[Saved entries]
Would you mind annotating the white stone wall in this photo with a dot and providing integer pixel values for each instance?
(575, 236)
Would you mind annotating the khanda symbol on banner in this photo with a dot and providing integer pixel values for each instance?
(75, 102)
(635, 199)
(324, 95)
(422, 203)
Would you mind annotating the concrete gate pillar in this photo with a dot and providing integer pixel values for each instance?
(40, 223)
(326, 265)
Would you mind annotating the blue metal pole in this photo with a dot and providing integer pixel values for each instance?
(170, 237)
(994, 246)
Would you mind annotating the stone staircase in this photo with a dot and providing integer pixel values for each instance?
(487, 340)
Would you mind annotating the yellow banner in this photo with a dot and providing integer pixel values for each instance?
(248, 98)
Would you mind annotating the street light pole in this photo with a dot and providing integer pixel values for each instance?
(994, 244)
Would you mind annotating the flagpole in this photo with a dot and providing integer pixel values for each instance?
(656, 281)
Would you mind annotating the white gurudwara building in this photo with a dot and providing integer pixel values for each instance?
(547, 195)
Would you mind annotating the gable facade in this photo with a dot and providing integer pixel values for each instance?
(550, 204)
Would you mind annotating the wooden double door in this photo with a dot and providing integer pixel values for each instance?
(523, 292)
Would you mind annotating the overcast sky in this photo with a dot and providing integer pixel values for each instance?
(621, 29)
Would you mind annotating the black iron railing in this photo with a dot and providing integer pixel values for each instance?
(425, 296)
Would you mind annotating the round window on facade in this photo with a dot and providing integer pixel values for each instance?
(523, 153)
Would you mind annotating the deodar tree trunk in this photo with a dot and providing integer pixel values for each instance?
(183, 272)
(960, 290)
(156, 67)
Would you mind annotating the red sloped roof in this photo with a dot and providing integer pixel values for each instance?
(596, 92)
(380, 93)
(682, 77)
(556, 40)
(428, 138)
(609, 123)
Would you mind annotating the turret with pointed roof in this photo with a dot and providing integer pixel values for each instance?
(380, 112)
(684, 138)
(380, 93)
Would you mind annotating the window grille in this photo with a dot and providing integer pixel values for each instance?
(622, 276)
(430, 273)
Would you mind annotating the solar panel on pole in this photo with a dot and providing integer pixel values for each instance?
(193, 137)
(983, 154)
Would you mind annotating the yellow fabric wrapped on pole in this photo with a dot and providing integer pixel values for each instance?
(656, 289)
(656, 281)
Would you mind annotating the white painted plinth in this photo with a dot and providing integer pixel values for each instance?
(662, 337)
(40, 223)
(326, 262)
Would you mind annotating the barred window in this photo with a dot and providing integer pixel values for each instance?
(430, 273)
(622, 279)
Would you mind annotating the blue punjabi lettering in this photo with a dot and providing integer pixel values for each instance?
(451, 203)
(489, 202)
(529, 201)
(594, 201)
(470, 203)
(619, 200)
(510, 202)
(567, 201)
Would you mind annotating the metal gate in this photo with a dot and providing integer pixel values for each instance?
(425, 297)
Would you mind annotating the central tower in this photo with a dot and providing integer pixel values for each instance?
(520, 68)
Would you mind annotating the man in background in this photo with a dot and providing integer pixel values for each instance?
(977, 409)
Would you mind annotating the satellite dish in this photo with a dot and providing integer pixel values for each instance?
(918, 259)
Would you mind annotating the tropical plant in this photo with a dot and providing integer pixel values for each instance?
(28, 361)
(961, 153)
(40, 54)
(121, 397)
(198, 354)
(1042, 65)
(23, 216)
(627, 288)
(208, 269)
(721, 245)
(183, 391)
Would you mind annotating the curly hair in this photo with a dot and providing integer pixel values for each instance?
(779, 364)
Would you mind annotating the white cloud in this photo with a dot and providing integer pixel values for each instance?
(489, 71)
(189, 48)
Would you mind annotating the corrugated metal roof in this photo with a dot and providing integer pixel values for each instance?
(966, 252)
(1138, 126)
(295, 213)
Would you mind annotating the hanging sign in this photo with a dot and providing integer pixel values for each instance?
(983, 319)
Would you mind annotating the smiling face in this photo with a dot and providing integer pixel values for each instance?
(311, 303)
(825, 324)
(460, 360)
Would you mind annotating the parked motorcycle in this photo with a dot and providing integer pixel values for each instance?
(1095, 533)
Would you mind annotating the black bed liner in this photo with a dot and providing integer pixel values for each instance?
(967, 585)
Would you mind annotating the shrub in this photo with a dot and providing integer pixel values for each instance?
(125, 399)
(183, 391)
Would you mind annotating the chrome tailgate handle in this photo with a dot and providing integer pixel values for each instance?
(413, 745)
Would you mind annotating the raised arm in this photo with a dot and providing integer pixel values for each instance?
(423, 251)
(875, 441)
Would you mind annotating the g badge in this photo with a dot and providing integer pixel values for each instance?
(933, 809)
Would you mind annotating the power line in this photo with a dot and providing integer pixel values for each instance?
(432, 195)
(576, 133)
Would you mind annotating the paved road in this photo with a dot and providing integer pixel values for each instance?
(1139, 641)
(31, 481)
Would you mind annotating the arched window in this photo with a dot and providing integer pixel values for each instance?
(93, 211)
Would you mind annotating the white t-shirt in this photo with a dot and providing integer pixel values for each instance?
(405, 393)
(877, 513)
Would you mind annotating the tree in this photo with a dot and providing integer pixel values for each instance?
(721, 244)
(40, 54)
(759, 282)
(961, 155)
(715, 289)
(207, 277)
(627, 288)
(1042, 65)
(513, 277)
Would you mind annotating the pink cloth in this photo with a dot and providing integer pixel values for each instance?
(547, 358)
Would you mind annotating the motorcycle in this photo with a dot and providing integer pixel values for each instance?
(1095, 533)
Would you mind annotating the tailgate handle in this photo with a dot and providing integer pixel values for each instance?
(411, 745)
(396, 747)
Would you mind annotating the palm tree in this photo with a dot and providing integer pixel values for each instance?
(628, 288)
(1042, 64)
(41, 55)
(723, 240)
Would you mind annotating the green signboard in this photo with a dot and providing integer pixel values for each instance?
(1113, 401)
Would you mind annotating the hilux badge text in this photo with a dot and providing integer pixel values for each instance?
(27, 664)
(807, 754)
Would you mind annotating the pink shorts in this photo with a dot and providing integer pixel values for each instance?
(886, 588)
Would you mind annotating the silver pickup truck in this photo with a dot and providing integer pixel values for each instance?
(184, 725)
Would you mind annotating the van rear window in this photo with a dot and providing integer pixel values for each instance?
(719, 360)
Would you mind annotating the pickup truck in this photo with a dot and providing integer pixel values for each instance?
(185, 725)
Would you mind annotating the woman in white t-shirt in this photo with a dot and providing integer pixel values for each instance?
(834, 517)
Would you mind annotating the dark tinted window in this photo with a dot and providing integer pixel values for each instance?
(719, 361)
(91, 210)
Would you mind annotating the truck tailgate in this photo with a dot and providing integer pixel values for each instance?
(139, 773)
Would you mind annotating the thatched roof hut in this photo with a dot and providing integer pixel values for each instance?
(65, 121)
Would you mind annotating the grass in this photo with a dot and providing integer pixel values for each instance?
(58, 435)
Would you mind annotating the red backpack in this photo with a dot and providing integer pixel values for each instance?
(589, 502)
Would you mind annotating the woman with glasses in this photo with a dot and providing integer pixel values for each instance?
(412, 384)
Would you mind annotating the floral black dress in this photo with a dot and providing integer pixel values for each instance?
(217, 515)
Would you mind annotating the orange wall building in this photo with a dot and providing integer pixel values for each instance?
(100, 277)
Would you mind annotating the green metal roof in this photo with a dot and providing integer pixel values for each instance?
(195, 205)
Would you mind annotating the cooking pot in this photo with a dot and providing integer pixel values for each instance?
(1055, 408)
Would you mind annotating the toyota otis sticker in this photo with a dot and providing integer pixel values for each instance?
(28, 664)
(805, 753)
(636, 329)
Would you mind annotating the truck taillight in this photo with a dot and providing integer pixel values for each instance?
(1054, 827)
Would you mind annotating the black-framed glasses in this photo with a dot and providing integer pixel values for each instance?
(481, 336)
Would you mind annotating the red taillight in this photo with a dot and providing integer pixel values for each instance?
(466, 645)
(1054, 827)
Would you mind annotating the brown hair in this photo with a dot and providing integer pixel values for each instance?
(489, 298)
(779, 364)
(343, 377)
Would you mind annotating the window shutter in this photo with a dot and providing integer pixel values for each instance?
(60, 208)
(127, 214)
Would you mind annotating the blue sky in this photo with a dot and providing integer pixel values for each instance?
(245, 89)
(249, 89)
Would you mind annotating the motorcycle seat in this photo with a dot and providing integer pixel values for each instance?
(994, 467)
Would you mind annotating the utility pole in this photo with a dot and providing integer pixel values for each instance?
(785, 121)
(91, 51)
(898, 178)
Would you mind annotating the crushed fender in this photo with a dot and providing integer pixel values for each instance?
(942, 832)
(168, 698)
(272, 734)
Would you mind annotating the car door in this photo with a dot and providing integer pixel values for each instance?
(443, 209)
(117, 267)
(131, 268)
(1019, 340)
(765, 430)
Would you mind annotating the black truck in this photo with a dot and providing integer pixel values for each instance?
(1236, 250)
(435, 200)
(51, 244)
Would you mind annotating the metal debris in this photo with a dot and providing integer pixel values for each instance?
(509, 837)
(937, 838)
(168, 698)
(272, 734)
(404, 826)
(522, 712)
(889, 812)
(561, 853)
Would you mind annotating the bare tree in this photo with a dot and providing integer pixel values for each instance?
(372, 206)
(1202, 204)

### Task prompt
Beginning with the line that contains "Would you mind annotating the window shutter", return every line through the end of the data above, exactly as written.

### Answer section
Would you mind annotating the window shutter in this photo with a dot and providing integer pixel values for each instance?
(60, 208)
(127, 214)
Would you mind annotating the blue sky in this photo with a dot and providing integer pixel values for each instance?
(245, 89)
(249, 89)
Would you mind annotating the motorcycle seat in this photo with a dot and providing integer pixel values for each instance?
(994, 467)
Would you mind annotating the utility pole in this photo with a dot and providing integer pixel values for each instance?
(785, 121)
(91, 51)
(898, 178)
Would you mind annotating the crushed fender in this photo with a dot and providing integer pixel values for each instance?
(942, 832)
(168, 698)
(272, 734)
Would you mind annotating the car door in this photo with a dot and providing integer pixel values for each instance?
(443, 209)
(117, 267)
(131, 268)
(1019, 340)
(765, 430)
Would you mind annotating the black truck in this photo with a dot and providing integer pixel values for each instance?
(1236, 250)
(435, 200)
(51, 244)
Would you mind annotating the metal debris in this photo with a dot and providing integer pixel values for each instance?
(509, 837)
(937, 838)
(168, 698)
(272, 734)
(404, 826)
(522, 712)
(889, 812)
(561, 853)
Would you mind annotating the bare tree in this photo with a dot and providing integer pixel values for each instance?
(372, 206)
(1202, 204)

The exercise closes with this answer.